[Natural-language object grounding data]
━━━━━━━━━━━━━━━━━━━━

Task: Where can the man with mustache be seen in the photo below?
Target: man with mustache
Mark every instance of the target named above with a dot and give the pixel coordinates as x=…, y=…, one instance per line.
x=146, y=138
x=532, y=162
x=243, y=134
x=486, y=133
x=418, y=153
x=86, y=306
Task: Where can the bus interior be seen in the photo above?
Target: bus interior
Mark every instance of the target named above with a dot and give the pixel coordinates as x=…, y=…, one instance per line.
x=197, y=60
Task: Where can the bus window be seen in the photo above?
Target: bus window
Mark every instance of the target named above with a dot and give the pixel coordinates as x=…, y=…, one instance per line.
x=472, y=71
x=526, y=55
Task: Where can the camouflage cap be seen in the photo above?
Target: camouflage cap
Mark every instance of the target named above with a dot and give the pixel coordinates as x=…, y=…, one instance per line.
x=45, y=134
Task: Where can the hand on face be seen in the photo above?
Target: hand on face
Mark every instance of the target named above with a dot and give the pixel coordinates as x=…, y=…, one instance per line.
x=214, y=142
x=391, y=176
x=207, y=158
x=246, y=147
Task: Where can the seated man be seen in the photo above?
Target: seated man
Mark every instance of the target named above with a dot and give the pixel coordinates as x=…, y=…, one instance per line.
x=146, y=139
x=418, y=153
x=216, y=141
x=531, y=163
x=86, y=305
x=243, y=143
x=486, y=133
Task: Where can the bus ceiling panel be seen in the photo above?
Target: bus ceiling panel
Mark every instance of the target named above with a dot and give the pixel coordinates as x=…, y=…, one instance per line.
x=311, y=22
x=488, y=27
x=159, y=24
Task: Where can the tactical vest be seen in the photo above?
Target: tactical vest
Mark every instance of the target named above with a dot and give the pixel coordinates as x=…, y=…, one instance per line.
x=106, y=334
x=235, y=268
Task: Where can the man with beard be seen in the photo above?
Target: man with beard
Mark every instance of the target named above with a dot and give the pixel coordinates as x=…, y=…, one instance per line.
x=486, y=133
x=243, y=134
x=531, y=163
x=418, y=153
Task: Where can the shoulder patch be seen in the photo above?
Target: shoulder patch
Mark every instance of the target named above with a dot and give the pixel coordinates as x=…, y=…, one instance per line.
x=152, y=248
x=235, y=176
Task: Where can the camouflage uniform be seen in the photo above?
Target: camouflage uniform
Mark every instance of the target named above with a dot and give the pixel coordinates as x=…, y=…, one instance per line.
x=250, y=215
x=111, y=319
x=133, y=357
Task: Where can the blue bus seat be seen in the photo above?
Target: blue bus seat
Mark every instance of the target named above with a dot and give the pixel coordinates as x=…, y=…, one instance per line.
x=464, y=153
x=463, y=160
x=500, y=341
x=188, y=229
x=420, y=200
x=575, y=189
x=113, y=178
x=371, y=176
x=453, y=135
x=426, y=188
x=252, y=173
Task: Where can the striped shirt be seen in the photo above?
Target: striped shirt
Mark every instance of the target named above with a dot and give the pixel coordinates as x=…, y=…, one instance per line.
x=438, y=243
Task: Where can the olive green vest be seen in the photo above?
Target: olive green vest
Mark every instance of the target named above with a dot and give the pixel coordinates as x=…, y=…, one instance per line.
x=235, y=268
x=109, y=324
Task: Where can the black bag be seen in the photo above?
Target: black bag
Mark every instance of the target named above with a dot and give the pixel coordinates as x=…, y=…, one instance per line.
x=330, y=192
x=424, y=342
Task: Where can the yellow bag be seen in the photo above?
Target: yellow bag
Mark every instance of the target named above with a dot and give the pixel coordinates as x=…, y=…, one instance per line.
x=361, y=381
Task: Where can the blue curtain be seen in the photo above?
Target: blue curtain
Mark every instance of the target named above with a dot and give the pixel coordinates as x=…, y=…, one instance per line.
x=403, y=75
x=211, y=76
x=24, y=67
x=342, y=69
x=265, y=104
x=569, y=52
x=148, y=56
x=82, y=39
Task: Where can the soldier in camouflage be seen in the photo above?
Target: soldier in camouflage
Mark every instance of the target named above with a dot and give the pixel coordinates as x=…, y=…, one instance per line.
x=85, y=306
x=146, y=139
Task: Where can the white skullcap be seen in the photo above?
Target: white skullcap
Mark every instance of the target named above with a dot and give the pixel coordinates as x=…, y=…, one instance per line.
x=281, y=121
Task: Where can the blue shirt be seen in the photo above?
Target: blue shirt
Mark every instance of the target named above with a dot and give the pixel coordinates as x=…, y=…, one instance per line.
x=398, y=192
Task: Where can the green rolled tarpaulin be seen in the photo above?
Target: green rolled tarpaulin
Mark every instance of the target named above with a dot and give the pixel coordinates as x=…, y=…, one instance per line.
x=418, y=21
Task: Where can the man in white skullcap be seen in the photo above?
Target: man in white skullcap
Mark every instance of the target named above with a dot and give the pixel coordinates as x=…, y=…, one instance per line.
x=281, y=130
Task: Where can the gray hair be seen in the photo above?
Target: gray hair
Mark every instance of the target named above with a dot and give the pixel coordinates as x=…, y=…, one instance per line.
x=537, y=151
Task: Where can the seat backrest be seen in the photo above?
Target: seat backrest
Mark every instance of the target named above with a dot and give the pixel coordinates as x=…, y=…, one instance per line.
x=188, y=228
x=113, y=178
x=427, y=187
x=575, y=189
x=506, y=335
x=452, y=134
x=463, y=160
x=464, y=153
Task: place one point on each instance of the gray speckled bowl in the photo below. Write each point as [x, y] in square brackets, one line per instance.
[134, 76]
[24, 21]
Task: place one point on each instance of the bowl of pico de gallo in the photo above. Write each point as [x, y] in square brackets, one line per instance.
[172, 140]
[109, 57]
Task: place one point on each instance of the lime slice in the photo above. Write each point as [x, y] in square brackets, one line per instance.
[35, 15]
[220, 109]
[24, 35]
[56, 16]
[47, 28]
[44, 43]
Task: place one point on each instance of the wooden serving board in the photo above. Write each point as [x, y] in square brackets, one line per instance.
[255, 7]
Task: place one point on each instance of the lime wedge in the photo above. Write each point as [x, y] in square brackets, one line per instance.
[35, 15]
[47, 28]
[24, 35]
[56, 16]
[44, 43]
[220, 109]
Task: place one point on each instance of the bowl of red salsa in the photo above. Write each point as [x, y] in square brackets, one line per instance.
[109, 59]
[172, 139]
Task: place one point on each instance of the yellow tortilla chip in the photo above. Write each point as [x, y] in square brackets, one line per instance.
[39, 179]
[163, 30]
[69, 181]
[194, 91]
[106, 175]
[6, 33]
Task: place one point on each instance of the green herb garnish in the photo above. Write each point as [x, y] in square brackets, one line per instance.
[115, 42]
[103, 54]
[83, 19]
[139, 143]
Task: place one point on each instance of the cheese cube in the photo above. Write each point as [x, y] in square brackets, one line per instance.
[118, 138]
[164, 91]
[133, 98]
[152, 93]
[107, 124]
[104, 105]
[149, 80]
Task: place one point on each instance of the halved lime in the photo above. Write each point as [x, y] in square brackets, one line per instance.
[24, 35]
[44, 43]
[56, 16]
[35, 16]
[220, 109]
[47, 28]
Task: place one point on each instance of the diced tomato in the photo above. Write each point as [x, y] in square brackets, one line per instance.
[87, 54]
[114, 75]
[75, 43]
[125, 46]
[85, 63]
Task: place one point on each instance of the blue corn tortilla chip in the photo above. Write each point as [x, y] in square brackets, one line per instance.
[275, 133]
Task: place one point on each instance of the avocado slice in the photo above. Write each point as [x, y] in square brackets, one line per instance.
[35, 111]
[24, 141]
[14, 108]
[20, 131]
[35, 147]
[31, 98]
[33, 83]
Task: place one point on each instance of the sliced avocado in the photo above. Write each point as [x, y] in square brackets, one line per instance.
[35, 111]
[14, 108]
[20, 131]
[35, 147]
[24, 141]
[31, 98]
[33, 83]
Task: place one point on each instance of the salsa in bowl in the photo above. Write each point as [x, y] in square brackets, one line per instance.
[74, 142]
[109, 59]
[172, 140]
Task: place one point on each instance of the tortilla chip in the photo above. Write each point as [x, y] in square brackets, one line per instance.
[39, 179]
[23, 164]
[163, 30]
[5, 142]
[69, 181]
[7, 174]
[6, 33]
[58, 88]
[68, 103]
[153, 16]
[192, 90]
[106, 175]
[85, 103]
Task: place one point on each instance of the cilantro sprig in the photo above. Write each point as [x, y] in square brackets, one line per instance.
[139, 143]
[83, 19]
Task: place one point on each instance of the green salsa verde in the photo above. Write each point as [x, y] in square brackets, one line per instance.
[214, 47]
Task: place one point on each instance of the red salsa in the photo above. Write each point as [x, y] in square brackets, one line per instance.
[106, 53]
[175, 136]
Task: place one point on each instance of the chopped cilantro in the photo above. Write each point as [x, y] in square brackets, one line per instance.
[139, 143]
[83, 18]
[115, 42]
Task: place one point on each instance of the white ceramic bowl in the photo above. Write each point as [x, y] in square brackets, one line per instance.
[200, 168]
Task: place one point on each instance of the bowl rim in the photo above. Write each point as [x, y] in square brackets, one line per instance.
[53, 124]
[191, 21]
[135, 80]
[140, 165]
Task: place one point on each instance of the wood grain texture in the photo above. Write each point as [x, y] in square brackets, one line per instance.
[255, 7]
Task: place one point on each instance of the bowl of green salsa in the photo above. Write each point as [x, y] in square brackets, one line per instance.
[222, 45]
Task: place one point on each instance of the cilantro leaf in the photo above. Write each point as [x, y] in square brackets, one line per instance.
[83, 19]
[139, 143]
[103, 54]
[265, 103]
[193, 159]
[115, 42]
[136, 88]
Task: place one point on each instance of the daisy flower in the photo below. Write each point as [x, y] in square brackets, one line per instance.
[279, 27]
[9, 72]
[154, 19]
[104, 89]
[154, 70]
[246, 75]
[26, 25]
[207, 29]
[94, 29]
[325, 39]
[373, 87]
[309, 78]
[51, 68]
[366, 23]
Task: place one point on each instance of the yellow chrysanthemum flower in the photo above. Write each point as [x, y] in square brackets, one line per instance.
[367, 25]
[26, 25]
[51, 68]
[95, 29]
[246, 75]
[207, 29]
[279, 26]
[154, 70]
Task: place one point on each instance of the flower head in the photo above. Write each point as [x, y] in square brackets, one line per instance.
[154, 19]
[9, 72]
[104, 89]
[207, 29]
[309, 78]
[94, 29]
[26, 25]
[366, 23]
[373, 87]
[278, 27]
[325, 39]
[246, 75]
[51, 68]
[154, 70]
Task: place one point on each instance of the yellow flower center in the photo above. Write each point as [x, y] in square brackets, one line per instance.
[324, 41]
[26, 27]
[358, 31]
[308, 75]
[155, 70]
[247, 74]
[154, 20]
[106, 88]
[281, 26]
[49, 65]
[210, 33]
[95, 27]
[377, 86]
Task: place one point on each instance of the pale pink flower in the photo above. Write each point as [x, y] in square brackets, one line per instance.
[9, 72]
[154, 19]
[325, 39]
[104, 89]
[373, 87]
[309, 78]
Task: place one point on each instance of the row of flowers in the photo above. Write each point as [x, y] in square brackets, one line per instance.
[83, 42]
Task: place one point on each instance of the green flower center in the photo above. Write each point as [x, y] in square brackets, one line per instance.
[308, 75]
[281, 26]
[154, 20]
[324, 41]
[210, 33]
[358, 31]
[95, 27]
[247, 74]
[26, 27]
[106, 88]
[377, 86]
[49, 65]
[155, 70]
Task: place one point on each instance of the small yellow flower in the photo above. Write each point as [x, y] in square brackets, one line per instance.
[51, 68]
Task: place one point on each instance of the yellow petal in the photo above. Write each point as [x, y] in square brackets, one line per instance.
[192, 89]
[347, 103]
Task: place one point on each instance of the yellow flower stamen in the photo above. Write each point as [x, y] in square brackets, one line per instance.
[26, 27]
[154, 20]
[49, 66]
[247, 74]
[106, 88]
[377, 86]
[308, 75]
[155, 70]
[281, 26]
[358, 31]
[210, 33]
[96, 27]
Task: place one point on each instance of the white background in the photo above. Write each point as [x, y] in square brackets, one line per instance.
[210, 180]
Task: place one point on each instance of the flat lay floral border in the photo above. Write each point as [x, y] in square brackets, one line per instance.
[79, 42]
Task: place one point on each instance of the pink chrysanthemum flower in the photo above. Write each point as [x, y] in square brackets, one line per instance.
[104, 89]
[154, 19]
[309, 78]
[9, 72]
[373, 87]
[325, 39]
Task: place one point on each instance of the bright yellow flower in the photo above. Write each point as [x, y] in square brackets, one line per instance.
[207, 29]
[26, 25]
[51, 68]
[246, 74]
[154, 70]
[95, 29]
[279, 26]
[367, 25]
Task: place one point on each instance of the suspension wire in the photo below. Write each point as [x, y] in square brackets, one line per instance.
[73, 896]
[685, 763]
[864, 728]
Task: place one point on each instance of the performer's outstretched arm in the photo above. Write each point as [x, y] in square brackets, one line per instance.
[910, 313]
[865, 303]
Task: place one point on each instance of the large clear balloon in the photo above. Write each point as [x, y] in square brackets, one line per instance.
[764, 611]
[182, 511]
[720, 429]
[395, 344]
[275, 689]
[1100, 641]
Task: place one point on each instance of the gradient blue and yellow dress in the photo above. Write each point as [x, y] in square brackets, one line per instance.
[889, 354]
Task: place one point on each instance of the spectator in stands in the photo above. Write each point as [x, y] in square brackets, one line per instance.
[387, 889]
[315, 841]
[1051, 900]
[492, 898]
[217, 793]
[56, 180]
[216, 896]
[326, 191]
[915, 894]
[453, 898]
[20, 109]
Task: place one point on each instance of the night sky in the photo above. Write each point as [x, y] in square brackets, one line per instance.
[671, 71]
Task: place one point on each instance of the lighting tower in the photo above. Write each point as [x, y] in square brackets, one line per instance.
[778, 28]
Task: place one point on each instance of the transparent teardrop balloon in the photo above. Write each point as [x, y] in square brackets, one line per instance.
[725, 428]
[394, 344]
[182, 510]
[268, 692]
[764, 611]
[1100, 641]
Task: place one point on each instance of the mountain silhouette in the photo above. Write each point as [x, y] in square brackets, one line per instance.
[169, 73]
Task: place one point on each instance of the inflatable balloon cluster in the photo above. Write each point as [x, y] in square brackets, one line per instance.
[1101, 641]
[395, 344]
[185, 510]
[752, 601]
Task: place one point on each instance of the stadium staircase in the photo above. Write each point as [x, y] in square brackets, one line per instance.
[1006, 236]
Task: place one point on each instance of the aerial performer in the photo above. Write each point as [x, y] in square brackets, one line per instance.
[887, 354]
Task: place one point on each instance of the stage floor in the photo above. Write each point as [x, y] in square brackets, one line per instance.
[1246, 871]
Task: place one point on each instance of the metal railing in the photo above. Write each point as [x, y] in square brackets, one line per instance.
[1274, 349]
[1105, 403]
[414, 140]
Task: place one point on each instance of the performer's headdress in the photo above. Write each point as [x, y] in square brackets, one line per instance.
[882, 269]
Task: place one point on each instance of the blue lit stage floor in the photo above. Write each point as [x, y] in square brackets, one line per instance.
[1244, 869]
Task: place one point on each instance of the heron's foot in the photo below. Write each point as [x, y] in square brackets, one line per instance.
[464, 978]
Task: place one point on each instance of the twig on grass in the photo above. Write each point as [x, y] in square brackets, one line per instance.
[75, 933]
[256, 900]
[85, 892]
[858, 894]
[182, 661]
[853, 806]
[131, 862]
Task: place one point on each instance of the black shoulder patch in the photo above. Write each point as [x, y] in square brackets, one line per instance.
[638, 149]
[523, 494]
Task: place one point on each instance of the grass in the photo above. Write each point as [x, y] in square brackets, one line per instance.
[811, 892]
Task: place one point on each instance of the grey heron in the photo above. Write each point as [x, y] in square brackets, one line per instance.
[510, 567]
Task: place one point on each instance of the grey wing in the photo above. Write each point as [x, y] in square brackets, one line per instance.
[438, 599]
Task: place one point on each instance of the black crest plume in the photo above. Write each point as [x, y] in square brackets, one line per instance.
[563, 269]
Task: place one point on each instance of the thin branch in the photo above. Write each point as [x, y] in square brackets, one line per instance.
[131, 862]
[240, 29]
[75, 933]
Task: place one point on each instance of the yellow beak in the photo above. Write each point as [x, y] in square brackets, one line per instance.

━━━━━━━━━━━━━━━━━━━━

YOUR TASK: Beginning of the records through the line with "Target: man with beard": return that span exactly and stop there.

RESPONSE:
Task: Where can the man with mustache be seen in the photo below?
Target: man with mustache
Mark every instance of the target named above with a dot and give the pixel coordinates as x=…, y=…, one instance per line.
x=146, y=138
x=532, y=162
x=243, y=134
x=486, y=133
x=418, y=153
x=86, y=306
Task: Where can the bus interior be seen in the photo above?
Target: bus interior
Mark every instance of the target named above with a dot and give the pixel coordinates as x=…, y=…, one instance per line.
x=197, y=60
Task: Where can the bus window be seen in the photo above?
Target: bus window
Mark every instance of the target named above with a dot and give the pixel coordinates as x=…, y=…, one instance per line.
x=472, y=71
x=526, y=55
Task: Where can the camouflage cap be seen in the photo above?
Target: camouflage cap
Mark every instance of the target named above with a dot and give the pixel coordinates as x=…, y=…, one instance per line.
x=45, y=134
Task: Where can the hand on face be seen in the photo above?
Target: hand on face
Mark every instance of the target named above with a dot and give the pixel coordinates as x=…, y=…, one instance per line.
x=214, y=142
x=391, y=176
x=207, y=158
x=246, y=147
Task: Where can the seated man be seen in the photo above?
Target: seated man
Mark every instance of the target named above with a dot and give the pixel coordinates as x=…, y=…, one instance per line.
x=146, y=139
x=418, y=153
x=216, y=141
x=531, y=163
x=86, y=305
x=243, y=143
x=486, y=133
Task: Where can the bus ceiling panel be seen in the photo above?
Target: bus ceiling panel
Mark every instance of the target named above with a dot and give the pixel coordinates as x=…, y=…, one instance per line.
x=311, y=22
x=488, y=27
x=159, y=24
Task: Where can the tactical vest be seen in the photo above?
Target: tactical vest
Mark every instance of the target named above with a dot and give the pixel coordinates as x=…, y=…, one instance per line.
x=106, y=334
x=235, y=268
Task: Where can the man with beard be seen in the photo above?
Target: man with beard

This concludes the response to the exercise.